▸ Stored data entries
BEGIN
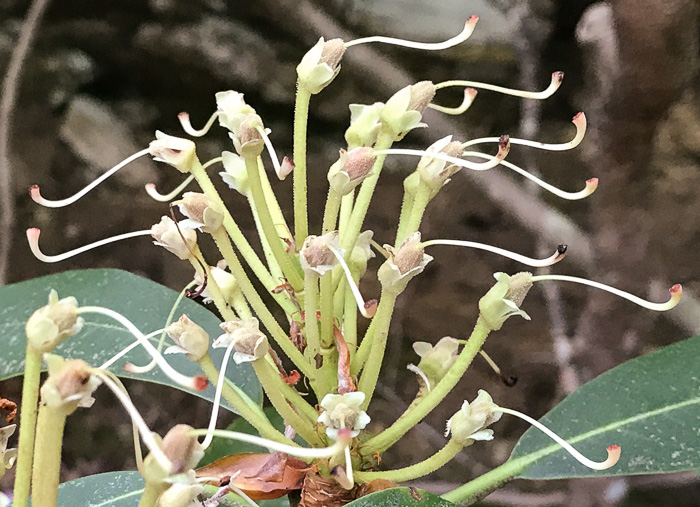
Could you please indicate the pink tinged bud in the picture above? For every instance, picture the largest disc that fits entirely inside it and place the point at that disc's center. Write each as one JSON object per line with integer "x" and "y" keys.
{"x": 320, "y": 65}
{"x": 403, "y": 264}
{"x": 364, "y": 125}
{"x": 180, "y": 242}
{"x": 189, "y": 337}
{"x": 69, "y": 385}
{"x": 249, "y": 343}
{"x": 316, "y": 256}
{"x": 53, "y": 323}
{"x": 177, "y": 152}
{"x": 503, "y": 300}
{"x": 470, "y": 423}
{"x": 202, "y": 212}
{"x": 342, "y": 412}
{"x": 351, "y": 169}
{"x": 182, "y": 448}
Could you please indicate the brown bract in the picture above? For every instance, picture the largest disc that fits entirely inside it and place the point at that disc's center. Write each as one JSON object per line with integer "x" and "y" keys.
{"x": 260, "y": 476}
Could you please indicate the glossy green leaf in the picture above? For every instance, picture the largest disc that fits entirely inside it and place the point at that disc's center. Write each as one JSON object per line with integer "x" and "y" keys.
{"x": 401, "y": 497}
{"x": 124, "y": 489}
{"x": 144, "y": 302}
{"x": 650, "y": 406}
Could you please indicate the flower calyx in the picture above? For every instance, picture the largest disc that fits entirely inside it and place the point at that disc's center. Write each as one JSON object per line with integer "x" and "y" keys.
{"x": 435, "y": 172}
{"x": 351, "y": 169}
{"x": 180, "y": 242}
{"x": 436, "y": 359}
{"x": 403, "y": 264}
{"x": 202, "y": 213}
{"x": 175, "y": 151}
{"x": 342, "y": 411}
{"x": 53, "y": 323}
{"x": 189, "y": 339}
{"x": 470, "y": 423}
{"x": 503, "y": 300}
{"x": 250, "y": 344}
{"x": 320, "y": 65}
{"x": 404, "y": 110}
{"x": 364, "y": 125}
{"x": 316, "y": 257}
{"x": 69, "y": 385}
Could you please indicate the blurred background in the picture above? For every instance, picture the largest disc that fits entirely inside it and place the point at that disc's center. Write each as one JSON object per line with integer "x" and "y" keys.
{"x": 100, "y": 77}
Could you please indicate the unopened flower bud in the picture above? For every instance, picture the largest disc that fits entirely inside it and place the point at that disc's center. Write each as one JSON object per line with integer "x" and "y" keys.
{"x": 404, "y": 110}
{"x": 232, "y": 109}
{"x": 351, "y": 169}
{"x": 320, "y": 64}
{"x": 250, "y": 344}
{"x": 364, "y": 125}
{"x": 503, "y": 300}
{"x": 189, "y": 337}
{"x": 175, "y": 151}
{"x": 315, "y": 256}
{"x": 202, "y": 212}
{"x": 403, "y": 264}
{"x": 182, "y": 449}
{"x": 247, "y": 139}
{"x": 342, "y": 411}
{"x": 180, "y": 242}
{"x": 69, "y": 385}
{"x": 435, "y": 172}
{"x": 438, "y": 359}
{"x": 471, "y": 421}
{"x": 53, "y": 323}
{"x": 235, "y": 174}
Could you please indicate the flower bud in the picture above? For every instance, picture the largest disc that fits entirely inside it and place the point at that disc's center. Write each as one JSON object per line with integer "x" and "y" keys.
{"x": 202, "y": 212}
{"x": 189, "y": 337}
{"x": 320, "y": 64}
{"x": 471, "y": 421}
{"x": 175, "y": 151}
{"x": 403, "y": 264}
{"x": 435, "y": 172}
{"x": 438, "y": 359}
{"x": 351, "y": 169}
{"x": 315, "y": 256}
{"x": 235, "y": 174}
{"x": 364, "y": 125}
{"x": 249, "y": 343}
{"x": 69, "y": 385}
{"x": 53, "y": 323}
{"x": 182, "y": 449}
{"x": 343, "y": 411}
{"x": 404, "y": 110}
{"x": 181, "y": 243}
{"x": 247, "y": 139}
{"x": 232, "y": 109}
{"x": 503, "y": 300}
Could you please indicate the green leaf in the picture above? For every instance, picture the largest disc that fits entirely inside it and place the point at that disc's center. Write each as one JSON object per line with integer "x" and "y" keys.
{"x": 124, "y": 489}
{"x": 650, "y": 406}
{"x": 113, "y": 489}
{"x": 144, "y": 302}
{"x": 401, "y": 497}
END
▸ What you need to do
In your copy of the records above, include no pictures and match every line exactly.

▸ Task output
Could you please indicate the pink tinged bud in the picture above? For every instance, picture the largest disc that fits entirely inside it and place the point at that disc's center. Write each as one JSON object per line with integer "x" and "y" keys.
{"x": 320, "y": 65}
{"x": 403, "y": 264}
{"x": 364, "y": 125}
{"x": 180, "y": 242}
{"x": 189, "y": 337}
{"x": 69, "y": 385}
{"x": 249, "y": 343}
{"x": 316, "y": 256}
{"x": 53, "y": 323}
{"x": 177, "y": 152}
{"x": 503, "y": 300}
{"x": 470, "y": 423}
{"x": 202, "y": 212}
{"x": 342, "y": 412}
{"x": 351, "y": 169}
{"x": 182, "y": 448}
Could you please indicate the brown bract in the picture above? For every instance, picture the largest disc that fits entirely inside it and place the point at that disc's center. Write each as one JSON object per line with integer "x" and "y" keys.
{"x": 260, "y": 476}
Could you please indicate the glossy green leaf in the picture above? For every instance, picture the largest disc that fits entirely inside it and place the point at that disc's center. Write each as one JSON object per line with integer "x" and "y" keys.
{"x": 401, "y": 497}
{"x": 124, "y": 489}
{"x": 144, "y": 302}
{"x": 650, "y": 406}
Could you please indicate the flower calyx in the picture above? For every instance, picture the largest disc that fits entirely inside it and place the point at that disc's center. Write each as one JSON object per line with integer "x" and "y" keys.
{"x": 435, "y": 172}
{"x": 351, "y": 169}
{"x": 180, "y": 242}
{"x": 436, "y": 359}
{"x": 403, "y": 264}
{"x": 202, "y": 213}
{"x": 175, "y": 151}
{"x": 342, "y": 411}
{"x": 53, "y": 323}
{"x": 189, "y": 339}
{"x": 470, "y": 423}
{"x": 503, "y": 300}
{"x": 250, "y": 344}
{"x": 320, "y": 65}
{"x": 404, "y": 110}
{"x": 364, "y": 125}
{"x": 316, "y": 257}
{"x": 69, "y": 385}
Could you please indicate the blurred background in the picture above? For every instance, picture the largest disc that fits entirely inside it and place the point at that disc's center. Write each as one JSON object per line with integer "x" and "y" keys.
{"x": 100, "y": 77}
Could you please indicate the unopened flower bud in the picture above? For every instance, picture the largest disc that fits entirely inside it and place the point at that disc's center. Write each as one JSON object per line with integer "x" and "y" keys.
{"x": 404, "y": 110}
{"x": 232, "y": 109}
{"x": 351, "y": 169}
{"x": 320, "y": 64}
{"x": 250, "y": 344}
{"x": 364, "y": 125}
{"x": 503, "y": 300}
{"x": 189, "y": 337}
{"x": 175, "y": 151}
{"x": 315, "y": 256}
{"x": 202, "y": 212}
{"x": 403, "y": 264}
{"x": 182, "y": 449}
{"x": 247, "y": 139}
{"x": 342, "y": 411}
{"x": 180, "y": 242}
{"x": 69, "y": 385}
{"x": 435, "y": 172}
{"x": 438, "y": 359}
{"x": 471, "y": 421}
{"x": 53, "y": 323}
{"x": 235, "y": 174}
Could you please indicate the flower bud in the picture above? For every instance, picture the largest disc that fits entirely inside it and place the point at that disc's center. Write each as one JSON object per line with integer "x" and "y" keys.
{"x": 202, "y": 212}
{"x": 189, "y": 337}
{"x": 320, "y": 64}
{"x": 471, "y": 421}
{"x": 175, "y": 151}
{"x": 403, "y": 264}
{"x": 435, "y": 172}
{"x": 438, "y": 359}
{"x": 351, "y": 169}
{"x": 315, "y": 256}
{"x": 235, "y": 174}
{"x": 364, "y": 125}
{"x": 249, "y": 343}
{"x": 69, "y": 385}
{"x": 53, "y": 323}
{"x": 182, "y": 449}
{"x": 343, "y": 411}
{"x": 404, "y": 110}
{"x": 181, "y": 243}
{"x": 247, "y": 139}
{"x": 232, "y": 109}
{"x": 503, "y": 300}
Could you please indicate the green leaf in the picture above? For every instance, picture the largest disc that fits entirely inside it and place the point at that disc's center. Write each as one JSON object per line with integer "x" and "y" keys.
{"x": 124, "y": 489}
{"x": 650, "y": 406}
{"x": 113, "y": 489}
{"x": 144, "y": 302}
{"x": 401, "y": 497}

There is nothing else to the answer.